| Directions |
Report each line of the listing below that contains the string "knee", treating uppercase and lowercase letters as different.

| Dataset |

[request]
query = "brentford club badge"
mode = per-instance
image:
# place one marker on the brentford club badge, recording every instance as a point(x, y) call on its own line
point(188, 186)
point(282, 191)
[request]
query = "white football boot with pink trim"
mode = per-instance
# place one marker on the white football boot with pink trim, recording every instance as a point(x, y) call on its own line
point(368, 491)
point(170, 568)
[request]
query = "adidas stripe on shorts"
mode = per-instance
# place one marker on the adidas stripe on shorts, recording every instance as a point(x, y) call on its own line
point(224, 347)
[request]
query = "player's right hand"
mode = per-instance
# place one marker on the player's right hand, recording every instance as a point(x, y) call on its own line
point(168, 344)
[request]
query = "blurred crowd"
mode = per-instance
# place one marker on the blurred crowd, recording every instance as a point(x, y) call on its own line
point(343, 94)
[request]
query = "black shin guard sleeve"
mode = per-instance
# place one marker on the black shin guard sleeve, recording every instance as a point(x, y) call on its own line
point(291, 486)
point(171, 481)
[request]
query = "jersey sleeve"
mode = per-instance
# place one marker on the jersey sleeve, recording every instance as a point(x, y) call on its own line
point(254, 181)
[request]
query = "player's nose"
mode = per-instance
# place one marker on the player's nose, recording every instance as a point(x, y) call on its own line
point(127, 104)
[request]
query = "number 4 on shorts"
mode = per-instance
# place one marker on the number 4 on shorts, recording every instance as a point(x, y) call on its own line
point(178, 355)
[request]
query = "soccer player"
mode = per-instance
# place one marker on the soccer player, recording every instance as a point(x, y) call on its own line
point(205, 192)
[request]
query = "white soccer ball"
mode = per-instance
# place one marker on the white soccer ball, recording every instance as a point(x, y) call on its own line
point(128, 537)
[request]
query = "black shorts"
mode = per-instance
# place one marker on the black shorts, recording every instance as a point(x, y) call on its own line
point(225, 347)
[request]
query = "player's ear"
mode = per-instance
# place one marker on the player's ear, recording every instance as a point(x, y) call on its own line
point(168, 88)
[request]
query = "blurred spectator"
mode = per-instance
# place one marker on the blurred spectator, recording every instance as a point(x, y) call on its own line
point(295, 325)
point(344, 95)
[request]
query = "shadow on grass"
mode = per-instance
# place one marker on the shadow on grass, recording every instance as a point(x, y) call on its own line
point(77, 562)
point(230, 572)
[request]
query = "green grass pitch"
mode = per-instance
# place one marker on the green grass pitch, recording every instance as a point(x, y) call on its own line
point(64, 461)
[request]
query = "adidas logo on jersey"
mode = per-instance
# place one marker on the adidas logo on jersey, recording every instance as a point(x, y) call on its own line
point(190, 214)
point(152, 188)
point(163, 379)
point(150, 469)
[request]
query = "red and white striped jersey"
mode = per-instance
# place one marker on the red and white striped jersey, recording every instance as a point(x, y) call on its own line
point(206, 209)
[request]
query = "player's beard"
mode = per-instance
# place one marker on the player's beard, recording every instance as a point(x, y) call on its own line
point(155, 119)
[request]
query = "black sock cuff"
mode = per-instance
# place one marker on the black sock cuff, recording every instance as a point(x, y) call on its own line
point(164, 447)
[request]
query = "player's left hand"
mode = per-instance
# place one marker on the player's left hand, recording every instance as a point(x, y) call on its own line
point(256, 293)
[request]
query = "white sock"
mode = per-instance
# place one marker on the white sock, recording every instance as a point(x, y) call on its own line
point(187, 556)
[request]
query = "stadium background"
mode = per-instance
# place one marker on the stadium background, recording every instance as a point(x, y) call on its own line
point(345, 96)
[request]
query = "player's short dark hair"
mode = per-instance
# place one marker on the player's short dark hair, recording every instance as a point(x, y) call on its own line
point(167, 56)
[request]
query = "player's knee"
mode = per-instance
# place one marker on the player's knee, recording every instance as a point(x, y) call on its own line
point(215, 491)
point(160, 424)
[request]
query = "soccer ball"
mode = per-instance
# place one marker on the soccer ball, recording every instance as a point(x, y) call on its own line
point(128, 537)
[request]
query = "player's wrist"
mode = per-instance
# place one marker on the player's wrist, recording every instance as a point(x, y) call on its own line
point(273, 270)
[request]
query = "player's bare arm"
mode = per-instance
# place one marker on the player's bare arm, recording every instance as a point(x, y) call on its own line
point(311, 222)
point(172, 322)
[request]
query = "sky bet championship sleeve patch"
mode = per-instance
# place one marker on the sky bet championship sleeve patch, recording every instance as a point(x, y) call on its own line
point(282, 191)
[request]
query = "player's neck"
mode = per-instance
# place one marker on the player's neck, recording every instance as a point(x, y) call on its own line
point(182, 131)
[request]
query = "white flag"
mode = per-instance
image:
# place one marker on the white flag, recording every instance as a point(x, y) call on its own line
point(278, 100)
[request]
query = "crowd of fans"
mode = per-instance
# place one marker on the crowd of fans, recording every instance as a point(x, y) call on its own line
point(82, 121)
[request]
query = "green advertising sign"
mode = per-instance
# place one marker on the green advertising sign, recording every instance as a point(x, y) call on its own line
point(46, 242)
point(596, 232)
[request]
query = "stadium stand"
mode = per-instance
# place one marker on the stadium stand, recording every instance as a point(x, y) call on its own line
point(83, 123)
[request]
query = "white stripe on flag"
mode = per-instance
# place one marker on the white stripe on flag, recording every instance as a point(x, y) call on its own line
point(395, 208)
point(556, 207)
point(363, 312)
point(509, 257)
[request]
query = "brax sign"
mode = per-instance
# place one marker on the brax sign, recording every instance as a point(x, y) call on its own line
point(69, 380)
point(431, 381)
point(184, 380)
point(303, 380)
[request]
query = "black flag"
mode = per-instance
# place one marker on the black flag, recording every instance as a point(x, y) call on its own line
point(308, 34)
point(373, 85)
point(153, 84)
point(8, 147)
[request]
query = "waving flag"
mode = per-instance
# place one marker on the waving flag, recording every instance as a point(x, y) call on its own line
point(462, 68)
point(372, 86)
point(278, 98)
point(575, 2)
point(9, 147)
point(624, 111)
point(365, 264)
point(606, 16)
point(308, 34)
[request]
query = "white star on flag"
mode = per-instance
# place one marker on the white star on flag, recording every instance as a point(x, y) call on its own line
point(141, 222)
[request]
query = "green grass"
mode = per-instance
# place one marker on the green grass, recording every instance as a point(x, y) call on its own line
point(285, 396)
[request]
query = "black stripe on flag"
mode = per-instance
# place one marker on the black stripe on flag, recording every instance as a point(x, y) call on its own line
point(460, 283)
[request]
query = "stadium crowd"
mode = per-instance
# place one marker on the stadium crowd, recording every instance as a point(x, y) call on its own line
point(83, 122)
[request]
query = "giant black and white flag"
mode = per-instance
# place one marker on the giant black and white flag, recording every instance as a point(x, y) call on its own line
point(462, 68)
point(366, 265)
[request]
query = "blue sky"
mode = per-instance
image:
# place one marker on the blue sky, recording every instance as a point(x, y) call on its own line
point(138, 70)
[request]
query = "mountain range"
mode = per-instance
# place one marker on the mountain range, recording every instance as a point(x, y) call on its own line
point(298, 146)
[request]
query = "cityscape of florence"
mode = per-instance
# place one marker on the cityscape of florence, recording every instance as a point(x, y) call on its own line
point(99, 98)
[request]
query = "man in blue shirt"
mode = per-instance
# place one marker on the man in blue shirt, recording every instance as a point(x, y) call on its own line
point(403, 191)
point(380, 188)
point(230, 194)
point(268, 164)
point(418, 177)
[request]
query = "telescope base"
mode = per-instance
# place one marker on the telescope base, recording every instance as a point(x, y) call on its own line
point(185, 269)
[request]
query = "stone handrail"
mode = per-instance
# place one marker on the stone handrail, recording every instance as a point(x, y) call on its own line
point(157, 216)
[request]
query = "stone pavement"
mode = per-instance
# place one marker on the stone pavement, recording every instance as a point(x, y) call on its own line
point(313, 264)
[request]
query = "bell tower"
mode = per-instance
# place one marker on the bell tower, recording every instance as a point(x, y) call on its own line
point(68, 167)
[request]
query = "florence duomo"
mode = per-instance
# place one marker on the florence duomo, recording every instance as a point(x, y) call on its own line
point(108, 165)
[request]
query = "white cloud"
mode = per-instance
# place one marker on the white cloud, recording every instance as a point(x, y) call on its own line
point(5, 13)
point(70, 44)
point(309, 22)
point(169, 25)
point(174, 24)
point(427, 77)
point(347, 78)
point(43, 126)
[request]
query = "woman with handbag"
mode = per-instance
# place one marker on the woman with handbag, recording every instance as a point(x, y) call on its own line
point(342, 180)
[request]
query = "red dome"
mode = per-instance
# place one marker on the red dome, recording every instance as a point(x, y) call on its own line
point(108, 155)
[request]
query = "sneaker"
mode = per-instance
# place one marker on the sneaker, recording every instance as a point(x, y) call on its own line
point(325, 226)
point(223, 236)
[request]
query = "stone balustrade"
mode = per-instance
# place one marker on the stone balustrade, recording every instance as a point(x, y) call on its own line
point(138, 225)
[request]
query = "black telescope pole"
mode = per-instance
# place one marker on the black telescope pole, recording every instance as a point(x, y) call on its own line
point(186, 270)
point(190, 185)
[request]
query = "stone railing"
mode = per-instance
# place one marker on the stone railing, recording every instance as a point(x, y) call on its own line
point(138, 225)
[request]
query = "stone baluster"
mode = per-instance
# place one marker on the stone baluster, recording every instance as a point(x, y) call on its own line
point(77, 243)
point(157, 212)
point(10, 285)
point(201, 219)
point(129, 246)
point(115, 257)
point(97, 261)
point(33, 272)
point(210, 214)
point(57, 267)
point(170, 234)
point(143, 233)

--

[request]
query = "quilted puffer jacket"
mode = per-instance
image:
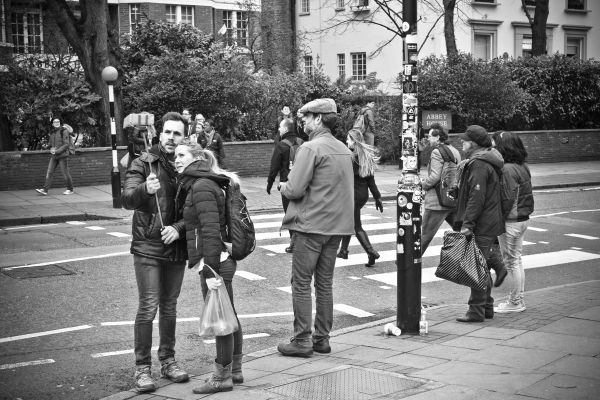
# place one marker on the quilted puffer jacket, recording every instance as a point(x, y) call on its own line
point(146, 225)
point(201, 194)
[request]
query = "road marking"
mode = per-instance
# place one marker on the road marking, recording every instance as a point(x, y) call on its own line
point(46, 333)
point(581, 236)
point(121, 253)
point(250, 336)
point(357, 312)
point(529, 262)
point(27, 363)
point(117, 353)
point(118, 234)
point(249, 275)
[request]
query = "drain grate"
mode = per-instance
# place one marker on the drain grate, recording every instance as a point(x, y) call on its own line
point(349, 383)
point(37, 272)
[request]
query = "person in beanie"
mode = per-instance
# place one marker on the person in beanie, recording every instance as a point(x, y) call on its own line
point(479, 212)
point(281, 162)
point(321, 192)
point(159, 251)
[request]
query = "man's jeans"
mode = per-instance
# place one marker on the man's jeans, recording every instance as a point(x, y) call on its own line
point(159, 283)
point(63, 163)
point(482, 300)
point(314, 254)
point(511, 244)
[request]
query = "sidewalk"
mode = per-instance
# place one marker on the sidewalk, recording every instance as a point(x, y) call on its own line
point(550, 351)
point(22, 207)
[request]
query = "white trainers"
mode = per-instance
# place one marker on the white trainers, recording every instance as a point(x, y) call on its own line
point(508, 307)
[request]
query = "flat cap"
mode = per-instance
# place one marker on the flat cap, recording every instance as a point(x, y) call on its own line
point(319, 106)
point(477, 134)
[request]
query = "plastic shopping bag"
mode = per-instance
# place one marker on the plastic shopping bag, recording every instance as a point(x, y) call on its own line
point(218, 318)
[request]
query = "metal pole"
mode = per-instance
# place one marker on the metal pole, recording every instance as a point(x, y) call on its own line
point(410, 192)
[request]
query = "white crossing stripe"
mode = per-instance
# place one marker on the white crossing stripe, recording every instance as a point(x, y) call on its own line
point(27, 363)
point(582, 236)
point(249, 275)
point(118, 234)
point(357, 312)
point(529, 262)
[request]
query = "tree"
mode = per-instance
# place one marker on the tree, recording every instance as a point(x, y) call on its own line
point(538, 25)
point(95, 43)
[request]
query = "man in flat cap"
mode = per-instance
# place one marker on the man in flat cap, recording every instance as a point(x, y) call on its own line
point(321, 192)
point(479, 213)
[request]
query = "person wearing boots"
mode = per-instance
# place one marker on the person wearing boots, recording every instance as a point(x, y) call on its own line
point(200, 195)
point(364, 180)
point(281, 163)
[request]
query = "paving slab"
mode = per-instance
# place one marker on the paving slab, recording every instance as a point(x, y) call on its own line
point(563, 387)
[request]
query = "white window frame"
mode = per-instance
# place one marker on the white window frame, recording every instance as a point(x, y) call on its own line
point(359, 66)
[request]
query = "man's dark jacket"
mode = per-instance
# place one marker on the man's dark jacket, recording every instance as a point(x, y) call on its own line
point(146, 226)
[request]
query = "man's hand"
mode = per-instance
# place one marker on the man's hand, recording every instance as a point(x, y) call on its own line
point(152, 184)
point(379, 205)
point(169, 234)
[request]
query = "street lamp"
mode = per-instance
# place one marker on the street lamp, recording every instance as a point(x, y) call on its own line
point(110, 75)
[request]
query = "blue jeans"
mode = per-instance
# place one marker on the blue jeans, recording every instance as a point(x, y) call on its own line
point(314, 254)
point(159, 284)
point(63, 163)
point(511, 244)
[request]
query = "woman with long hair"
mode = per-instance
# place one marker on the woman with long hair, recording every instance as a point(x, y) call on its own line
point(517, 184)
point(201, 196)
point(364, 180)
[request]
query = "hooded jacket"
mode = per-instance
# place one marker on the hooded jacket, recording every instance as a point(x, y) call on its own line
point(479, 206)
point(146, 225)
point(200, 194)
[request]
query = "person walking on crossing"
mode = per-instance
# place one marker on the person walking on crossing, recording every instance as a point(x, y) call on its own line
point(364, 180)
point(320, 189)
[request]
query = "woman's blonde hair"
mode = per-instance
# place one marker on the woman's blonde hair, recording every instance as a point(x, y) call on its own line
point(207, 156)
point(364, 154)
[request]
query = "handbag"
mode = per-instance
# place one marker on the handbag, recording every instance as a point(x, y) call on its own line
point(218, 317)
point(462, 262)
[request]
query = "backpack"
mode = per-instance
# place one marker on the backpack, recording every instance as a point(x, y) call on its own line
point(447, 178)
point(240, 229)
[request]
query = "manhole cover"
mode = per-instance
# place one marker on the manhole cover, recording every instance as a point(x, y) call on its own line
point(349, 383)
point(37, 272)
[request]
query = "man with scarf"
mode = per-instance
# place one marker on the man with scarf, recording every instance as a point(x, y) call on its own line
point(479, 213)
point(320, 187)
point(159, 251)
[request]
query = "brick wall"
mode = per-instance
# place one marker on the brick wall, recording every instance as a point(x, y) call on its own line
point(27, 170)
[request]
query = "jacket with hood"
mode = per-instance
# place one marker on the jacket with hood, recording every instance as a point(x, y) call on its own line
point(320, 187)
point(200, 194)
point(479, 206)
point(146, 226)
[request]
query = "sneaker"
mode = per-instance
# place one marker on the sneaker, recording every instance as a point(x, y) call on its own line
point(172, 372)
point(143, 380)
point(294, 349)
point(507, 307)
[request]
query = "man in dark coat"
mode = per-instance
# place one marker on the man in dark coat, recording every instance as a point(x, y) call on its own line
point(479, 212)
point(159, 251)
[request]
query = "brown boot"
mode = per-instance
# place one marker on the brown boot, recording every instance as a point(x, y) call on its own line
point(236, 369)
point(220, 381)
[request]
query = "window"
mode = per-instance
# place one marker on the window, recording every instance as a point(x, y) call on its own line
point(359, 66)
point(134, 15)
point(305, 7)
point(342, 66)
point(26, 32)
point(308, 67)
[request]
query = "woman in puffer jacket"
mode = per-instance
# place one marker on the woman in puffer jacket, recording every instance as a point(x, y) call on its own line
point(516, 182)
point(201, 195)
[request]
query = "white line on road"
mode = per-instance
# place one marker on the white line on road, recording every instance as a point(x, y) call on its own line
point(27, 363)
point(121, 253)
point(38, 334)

| Expected answer |
query = "player's knee"
# place one marker on the player's knee, recording every instance as a point(x, y) call on its own line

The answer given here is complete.